I also expect two BIG technical changes that will really set the cat amongst the pigeons. I expect somebody to do a Google and introduce a really powerful, free or almost free alternative to the social media mining and monitoring platforms, and I expect one or more companies to come up with sentiment analysis solutions that are really useful. I think a really useful platform will include the ability to analyse images and videos, to follow links (many interesting tweets and shares are about the content of the link), to build a PeekYou type of database of people (to help attribute the comments), and will have much better text analytics approach.

 

4 thoughts on “Why social media mining and monitoring have met with limited success in Market Research?

  1. I of course disagree with some of your comments as they apply equally to other methodologies (e.g., not everyone joins panels, social media penetration is evolving as the survey method did before) but your overall point is well taken.

    I believe that there are two major issues
    1) People are surprised by the pricing. Though internet data is ‘free,’ creating valid and reliable data collection, cleaning, scoring, coding, and presentation processes requires people power. Which brings the pricing in line with surveys. Not free. Not cheap.
    2) Social media data looks different and acts different, and surveys are already doing a pretty good job. Why change what we’re doing when it’s easier to keep on doing what we’ve been doing. We haven’t got time to wrao our heads around something new.

    Discuss 🙂

  2. Hi Ray, thanks for posting this, it is an important discussion. I agree with Annie that Good social media analytics, like good research, requires brains as well as technology which are hard to replicate with an algorithm. Particularly important is the last mile where the data needs to be connected to the business need. Computers are never very good at that.

    I think there are some other issues to consider as well:

    1. The quality of the results are highly dependent on the quality of data and the quality research design. For example many of the richest discussions in social data exist in forums (like http://www.justmommies.com/forums/) but most of the social data tools do a poor job of collecting and cleaning this data.

RECORDED DATA.
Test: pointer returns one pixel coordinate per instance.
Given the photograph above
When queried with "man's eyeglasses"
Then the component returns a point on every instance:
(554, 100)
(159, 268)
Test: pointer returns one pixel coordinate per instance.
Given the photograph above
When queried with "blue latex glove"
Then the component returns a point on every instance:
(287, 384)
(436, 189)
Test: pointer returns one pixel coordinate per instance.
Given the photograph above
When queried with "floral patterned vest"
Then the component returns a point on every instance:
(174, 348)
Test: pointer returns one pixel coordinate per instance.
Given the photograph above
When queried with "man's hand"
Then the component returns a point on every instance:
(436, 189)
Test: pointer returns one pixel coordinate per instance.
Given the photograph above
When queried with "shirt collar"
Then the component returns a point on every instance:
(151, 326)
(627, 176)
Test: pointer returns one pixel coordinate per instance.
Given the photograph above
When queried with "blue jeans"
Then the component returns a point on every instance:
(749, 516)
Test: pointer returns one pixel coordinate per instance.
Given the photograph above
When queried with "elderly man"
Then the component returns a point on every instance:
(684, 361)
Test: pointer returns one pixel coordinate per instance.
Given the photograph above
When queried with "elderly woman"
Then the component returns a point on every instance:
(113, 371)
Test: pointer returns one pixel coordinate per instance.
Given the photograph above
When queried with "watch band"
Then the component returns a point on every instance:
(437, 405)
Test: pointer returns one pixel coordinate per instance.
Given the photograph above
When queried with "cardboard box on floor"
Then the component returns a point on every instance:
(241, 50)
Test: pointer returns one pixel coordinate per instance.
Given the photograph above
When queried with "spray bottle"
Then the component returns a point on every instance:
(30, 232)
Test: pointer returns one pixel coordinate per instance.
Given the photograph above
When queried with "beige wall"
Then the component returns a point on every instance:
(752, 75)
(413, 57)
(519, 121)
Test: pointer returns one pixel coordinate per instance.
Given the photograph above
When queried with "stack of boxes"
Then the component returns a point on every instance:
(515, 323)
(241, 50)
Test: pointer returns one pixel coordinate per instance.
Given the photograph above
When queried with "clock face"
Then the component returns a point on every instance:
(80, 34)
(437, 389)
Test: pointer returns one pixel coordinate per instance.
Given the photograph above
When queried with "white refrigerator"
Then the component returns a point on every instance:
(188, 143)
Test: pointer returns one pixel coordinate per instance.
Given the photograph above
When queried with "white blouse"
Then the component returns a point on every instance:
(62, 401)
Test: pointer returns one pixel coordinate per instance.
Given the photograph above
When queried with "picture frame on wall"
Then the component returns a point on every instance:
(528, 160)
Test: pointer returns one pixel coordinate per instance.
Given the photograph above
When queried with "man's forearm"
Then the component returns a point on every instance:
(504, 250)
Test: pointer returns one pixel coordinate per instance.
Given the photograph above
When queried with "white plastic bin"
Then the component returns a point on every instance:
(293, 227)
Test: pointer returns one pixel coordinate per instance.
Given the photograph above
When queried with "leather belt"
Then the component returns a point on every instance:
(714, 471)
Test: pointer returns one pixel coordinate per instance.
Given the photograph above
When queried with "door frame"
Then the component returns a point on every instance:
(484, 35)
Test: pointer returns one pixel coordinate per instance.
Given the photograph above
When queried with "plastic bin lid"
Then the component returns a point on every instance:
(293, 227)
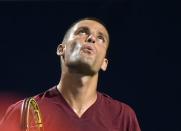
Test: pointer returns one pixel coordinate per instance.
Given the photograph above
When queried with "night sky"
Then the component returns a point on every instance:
(144, 53)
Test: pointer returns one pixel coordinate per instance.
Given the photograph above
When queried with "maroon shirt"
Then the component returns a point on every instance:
(106, 114)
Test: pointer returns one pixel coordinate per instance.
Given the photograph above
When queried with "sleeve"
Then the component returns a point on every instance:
(11, 119)
(132, 122)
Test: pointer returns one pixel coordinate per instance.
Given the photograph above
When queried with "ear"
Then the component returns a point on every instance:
(104, 64)
(60, 49)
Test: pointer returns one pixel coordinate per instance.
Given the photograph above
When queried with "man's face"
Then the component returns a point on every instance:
(85, 47)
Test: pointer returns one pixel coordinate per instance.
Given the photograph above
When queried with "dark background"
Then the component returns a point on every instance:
(144, 54)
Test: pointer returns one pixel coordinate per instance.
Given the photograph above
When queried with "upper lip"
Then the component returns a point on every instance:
(89, 47)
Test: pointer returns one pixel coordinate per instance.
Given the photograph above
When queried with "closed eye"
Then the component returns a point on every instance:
(82, 31)
(101, 38)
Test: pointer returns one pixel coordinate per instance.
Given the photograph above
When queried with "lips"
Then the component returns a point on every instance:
(89, 49)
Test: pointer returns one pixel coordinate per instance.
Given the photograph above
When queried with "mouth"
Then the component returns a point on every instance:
(88, 49)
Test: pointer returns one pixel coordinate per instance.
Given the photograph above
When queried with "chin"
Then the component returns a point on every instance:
(83, 68)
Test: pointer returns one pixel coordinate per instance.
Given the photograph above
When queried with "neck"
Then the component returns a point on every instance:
(79, 91)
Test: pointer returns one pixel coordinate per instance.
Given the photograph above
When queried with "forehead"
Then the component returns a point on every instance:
(92, 25)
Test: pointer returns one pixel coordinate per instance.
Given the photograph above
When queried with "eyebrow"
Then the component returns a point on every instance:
(102, 34)
(87, 28)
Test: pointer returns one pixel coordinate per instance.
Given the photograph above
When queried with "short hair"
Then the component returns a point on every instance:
(82, 19)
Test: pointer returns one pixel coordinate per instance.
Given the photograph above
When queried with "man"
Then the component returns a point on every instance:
(75, 104)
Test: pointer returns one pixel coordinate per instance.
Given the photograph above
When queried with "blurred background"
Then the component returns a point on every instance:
(144, 53)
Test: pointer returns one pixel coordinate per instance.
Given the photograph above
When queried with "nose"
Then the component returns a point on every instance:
(91, 39)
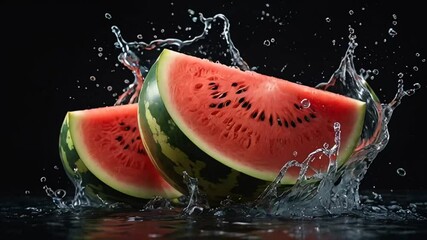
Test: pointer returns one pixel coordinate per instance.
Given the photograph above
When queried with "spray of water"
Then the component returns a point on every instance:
(335, 191)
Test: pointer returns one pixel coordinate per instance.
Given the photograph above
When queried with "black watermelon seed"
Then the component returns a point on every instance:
(293, 124)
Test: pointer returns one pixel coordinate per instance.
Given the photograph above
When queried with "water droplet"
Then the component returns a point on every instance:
(305, 103)
(392, 32)
(375, 71)
(401, 172)
(60, 193)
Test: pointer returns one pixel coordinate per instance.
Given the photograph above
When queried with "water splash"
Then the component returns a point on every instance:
(332, 192)
(130, 59)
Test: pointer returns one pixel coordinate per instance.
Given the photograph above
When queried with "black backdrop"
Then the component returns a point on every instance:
(51, 52)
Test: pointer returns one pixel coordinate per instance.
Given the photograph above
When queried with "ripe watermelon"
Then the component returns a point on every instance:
(234, 130)
(105, 147)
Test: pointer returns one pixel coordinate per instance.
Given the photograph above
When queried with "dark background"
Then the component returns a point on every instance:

WHAT YOU WILL DO.
1: In the text on social media mining in market research, what are people surprised by, according to the first of the two major issues listed?
2: Carry on the text about social media mining in market research, starting after its last sentence.

TASK-BY-TASK ANSWERS.
1: The pricing.

2:
    2. Different social sources require different analytical approaches. For example Twitter data is like a Mall intercept, short answers, limited depth of insight, forum data is more like analyzing a friendship focus group, with deep discussions and answers. Without the right design approach the output will be flawed.

    3. In many categories brand mentions are low. For example in food only 5% of any conversations mention any brand. The fact that few people are talking about your brand is the insight of the research. The role of the research analysts is to help the client discover what they ARE talking about. To look at what discussions have passion and to see what area of passion a brand can legitimately “Lasso” with their DNA. This is the way to get people to talk about your brand.

    Campaign monitoring is just the after measurement. Category analytics is the key to better strategy before the campaign launches. However again, most of the social tools are very week when it comes to category vs brand analytics as it requires a lot more sophistication and computing power.

    4. Looking back in time to examine the longitudinal changes in customer behavior is another data issue. if you have been collecting and storing the data for long enough then it is easy to look back in time and compare say the launch of the Xbox this time to the last model launch and benchmark accordingly. Again a challenge is that many tools do not have data saved for long enough to make this easy.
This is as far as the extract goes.